>> START PASSAGE TO READ
The meeting of prime ministers of both the countries in the Bhutanese capital Thimpu in April 2010 further increased the peace constituency and raised the hope that something positive will come out. Both the prime ministers emphasized on the initiatives to bridge ‘trust deficit’ between the two countries. Prime Minister Singh of India, known for his peace overtures to Pakistan despite criticism from sections at home, has promised to ‘walk extra mile’ to promote friendly relations with Pakistan. The radical elements do not like these overtures. They call the prime minister ‘evil’ and want to punish India by promoting terrorist violence for its positions on contentious issues. While the civil society of India and Pakistan want peace and stability, the extremist elements always want to see both the country at loggerheads. Whether it is Al Qaeda or Lashkar-e-Toiba or Jaish-e-Mohammad, they are pronounced opponents of India-Pakistan dialogue.

The point that needs emphasis that both the countries need to come out of rigid frameworks of policy making and think in broader terms. Two particular issues that drag the peace process in South Asia are the following. While India insists that Pakistan must punish the culprits of Mumbai attack, Pakistan demands that the issue of terrorism has to be dealt separately and India has to bring to table other contentious issues like Kashmir. In fact after the revelations of David Coleman Headley India’s demand for action from Pakistan has become further emboldened. The recent foreign ministers’ meeting discussed all the contentious issues including that of terrorism and Kashmir but without any conclusive outcome. Both the parties did not issue any joint statement and as the joint press conference showed, both the ministers disagree on a bitter note on various issues. On a question to Pakistan foreign minister about the hate speech of the Lashkar chief, Hafeez Saeed, the foreign minister delivered elusive statements with overtones implicating India for the similar activities.
>> END PASSAGE TO READ
>> START RECORDS
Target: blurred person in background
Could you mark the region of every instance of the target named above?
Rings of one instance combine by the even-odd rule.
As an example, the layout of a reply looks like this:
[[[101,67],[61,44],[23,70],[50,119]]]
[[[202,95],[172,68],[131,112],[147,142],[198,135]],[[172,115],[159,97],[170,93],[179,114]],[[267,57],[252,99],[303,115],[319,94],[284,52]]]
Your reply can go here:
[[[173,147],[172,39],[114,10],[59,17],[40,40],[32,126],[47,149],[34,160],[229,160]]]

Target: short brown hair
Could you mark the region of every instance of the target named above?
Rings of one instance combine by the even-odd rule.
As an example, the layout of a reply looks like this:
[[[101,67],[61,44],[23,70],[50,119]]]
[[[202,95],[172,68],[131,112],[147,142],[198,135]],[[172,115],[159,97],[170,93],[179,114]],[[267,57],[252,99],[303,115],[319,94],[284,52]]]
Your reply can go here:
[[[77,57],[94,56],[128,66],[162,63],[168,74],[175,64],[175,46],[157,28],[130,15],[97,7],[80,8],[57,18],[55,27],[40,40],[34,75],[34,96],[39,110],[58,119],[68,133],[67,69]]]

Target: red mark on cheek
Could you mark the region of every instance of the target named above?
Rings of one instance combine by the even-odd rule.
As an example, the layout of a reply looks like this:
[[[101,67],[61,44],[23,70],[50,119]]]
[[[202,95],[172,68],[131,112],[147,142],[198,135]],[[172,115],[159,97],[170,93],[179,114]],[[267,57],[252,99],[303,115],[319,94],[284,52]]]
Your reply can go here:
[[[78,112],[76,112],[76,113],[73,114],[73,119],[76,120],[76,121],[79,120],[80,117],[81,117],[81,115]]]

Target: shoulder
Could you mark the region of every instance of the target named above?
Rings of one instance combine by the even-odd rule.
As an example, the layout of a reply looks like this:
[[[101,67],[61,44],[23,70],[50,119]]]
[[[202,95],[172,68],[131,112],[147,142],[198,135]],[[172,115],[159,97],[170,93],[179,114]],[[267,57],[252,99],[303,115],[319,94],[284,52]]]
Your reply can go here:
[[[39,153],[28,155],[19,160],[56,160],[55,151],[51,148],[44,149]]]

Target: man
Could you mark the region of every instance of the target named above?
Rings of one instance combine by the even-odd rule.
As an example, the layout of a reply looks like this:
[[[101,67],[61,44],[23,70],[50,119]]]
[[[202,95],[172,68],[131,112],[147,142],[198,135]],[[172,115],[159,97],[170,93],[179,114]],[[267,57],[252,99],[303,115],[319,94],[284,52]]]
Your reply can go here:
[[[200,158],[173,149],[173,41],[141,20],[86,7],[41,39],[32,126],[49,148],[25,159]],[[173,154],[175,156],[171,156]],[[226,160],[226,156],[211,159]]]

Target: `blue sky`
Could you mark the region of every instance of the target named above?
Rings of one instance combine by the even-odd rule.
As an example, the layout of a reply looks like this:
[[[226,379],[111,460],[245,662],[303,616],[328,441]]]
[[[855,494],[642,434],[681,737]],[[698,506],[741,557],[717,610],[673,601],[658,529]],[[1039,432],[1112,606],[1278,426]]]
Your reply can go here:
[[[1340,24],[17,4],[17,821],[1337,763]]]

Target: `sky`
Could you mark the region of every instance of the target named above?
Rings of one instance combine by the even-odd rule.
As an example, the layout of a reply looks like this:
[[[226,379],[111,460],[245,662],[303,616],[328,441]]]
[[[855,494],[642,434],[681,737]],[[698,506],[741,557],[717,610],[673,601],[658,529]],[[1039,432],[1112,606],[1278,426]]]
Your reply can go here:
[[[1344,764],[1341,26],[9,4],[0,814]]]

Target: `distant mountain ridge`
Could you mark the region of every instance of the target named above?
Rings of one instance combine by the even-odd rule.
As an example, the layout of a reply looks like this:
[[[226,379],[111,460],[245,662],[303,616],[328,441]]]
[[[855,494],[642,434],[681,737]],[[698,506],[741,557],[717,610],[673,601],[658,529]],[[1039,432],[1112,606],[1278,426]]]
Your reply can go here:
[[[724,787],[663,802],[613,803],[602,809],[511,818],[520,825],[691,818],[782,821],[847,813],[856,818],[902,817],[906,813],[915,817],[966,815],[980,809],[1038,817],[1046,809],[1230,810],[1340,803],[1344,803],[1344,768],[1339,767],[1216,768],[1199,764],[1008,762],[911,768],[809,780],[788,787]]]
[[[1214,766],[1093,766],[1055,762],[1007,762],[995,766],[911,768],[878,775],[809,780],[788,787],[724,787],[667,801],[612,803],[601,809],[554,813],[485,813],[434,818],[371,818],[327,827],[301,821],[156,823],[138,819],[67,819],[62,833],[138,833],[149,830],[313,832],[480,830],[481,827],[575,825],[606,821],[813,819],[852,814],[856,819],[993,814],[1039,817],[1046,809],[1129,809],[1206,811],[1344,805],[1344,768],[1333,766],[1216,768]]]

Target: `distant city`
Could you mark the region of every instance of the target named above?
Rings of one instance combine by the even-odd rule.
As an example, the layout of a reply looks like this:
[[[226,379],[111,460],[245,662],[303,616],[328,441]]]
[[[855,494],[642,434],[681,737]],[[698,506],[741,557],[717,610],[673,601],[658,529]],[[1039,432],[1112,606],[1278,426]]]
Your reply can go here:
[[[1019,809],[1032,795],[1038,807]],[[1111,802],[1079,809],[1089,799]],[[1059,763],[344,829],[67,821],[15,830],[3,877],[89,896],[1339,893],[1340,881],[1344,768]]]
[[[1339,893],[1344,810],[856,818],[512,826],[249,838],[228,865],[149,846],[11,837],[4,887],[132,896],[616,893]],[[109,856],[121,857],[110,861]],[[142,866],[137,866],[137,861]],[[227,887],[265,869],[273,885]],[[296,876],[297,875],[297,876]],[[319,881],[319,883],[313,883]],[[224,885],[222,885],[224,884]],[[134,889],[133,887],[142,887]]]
>> END RECORDS
▶ GIVEN REQUEST 1
Answer these questions using the passage on India-Pakistan relations, one line each.
(a) In which city did the prime ministers of the two countries meet in April 2010?
(b) What did Prime Minister Singh promise to do to promote friendly relations with Pakistan?
(c) Did the two parties issue a joint statement after the recent foreign ministers' meeting?
▶ GIVEN REQUEST 2
Turn the paragraph beginning "The meeting of prime ministers" in the passage on India-Pakistan relations into a short bulleted list that keeps its main facts.

▶ SOLUTION 1
(a) Thimpu, the Bhutanese capital.
(b) He promised to 'walk extra mile.'
(c) No, they did not issue any joint statement.

▶ SOLUTION 2
- In April 2010, the prime ministers of both countries met in Thimpu, the Bhutanese capital, which raised hopes for peace.
- Both prime ministers stressed initiatives to bridge the 'trust deficit' between the two countries.
- India's Prime Minister Singh, despite criticism from sections at home, promised to 'walk extra mile' for friendly relations with Pakistan.
- Radical elements oppose these overtures. They call him 'evil' and want to punish India through terrorist violence.
- Civil society in both countries wants peace and stability. Extremist groups such as Al Qaeda, Lashkar-e-Toiba and Jaish-e-Mohammad oppose India-Pakistan dialogue.